Task instructions:
Every record here should be printed again exactly.

— Start of Items —

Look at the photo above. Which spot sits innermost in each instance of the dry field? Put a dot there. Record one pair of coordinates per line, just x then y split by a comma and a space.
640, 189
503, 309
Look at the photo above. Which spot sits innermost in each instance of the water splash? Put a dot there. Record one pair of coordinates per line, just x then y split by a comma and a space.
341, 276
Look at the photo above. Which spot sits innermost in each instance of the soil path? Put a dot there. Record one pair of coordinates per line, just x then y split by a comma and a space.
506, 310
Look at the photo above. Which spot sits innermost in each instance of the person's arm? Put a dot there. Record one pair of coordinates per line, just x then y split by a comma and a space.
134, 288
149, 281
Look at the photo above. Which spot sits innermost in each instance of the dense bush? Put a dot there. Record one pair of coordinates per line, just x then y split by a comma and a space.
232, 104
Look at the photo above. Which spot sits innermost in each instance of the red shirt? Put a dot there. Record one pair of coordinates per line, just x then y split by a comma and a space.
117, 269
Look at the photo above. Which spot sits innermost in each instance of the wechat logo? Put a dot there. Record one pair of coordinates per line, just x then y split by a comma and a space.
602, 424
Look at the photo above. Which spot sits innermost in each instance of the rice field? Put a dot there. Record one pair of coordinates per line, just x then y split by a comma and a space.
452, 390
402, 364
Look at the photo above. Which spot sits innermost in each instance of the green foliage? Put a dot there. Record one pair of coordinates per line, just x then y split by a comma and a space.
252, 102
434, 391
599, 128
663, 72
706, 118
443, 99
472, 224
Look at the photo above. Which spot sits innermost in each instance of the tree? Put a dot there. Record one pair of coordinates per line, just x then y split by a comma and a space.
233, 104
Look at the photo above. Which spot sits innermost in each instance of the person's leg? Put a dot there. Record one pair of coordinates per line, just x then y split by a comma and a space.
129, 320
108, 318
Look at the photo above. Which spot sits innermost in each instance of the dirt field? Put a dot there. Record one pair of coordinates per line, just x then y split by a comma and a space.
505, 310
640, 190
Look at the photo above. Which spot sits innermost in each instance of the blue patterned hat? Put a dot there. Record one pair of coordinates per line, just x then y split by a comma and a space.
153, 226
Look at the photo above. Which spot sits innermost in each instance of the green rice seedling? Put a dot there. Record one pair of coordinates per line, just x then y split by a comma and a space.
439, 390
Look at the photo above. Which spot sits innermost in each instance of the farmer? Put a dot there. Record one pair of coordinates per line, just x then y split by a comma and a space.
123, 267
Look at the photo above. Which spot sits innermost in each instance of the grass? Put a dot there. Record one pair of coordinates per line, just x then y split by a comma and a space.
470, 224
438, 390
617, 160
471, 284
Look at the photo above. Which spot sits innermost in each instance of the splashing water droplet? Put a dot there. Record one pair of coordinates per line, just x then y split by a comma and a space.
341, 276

— End of Items —

Complete output:
Look at the photo above. Which spot sits innermost in each instance of the dry field? Put a dot there. Record one pair of coordinates per line, just x then y split by a comma and a space.
640, 189
503, 309
Look at the photo above. Which spot sits innermost in each instance of the water splash? Put a dot there. Record one pair of coordinates per line, just x then y split by a comma and a space.
341, 276
Look at the photo above. Which spot sits innermost in each instance of the soil path? Put a dot there. Record one pair of coordinates per line, just x then y split by a comma and a space.
506, 310
Look at the photo above. Which spot sits innermost in each instance of the person's arm? Put a dot there. Record one pair of coordinates per line, just x then y split by a comma and a space.
134, 288
149, 281
Look at the photo above. Which spot sits innermost in each instance of the dense bush? Put a dot there. Record one pair of coordinates per line, just x then y split by a comma and a space.
232, 104
Look at the photo above. Which spot sits innermost in each instance of the red shirt? Put a dot there. Record one pair of coordinates per line, just x then y split by a comma and a space.
117, 269
Look at the photo above. Which spot sits innermost in each instance of the wechat logo? Put a dot there. Record one pair of coordinates per line, just x then y split by a comma and a space.
602, 424
Look at the photo above. Which spot sits innermost in each instance of the rice field? Put a dot there. Record one pair of coordinates per line, just x then y split by a comma and a space.
452, 390
402, 364
Look at the photo above. Which spot sits innermost in each instance of the green foliage? Put a dot there. Record one pair of coordinates per line, just x then y split by a comma and a space.
252, 102
434, 391
599, 128
663, 72
706, 118
443, 99
472, 224
Look at the photo above. Which spot sits innermost in each instance of the tree? Put a dot there. Record one pair of coordinates per line, just x then y split by a comma and a space.
233, 104
Look at the photo above. Which spot sits innermost in each instance of the person's leg? Put a dot there. Record one pair of coordinates per line, just x then y split by a comma and a space.
129, 320
108, 318
Look at the photo above. Which spot sits innermost in each instance of the dirt field? Put a dot there. Record one pair of coordinates per line, just x then y split by a comma and a space.
505, 310
640, 190
Look at the photo above. Which spot sits innermost in each instance of the blue patterned hat? Put a dot there. Record one pair of coordinates per line, just x then y split by a comma and a space.
153, 226
Look at the photo above. Which spot sits innermost in each instance of the green rice seedling? Put a dot there. Record one pair of coordinates per line, just x then y split by a comma and a space.
439, 390
Look at the photo above. Which spot sits innermost in each instance of the farmer? Put a dot there. Record one pair of coordinates per line, just x then y split by a comma and a space.
123, 267
Look at the photo above. Which spot sits innermost in each instance of the grass? Put a dot there. Record one pair of coordinates per line, just x then y split by a comma and a space.
470, 224
438, 390
617, 160
471, 284
Look at the photo above. Which spot sits innermost in each instance of the splashing water droplet? Put a dot there. Record one pair of coordinates per line, just x then y split by a comma and a space.
341, 276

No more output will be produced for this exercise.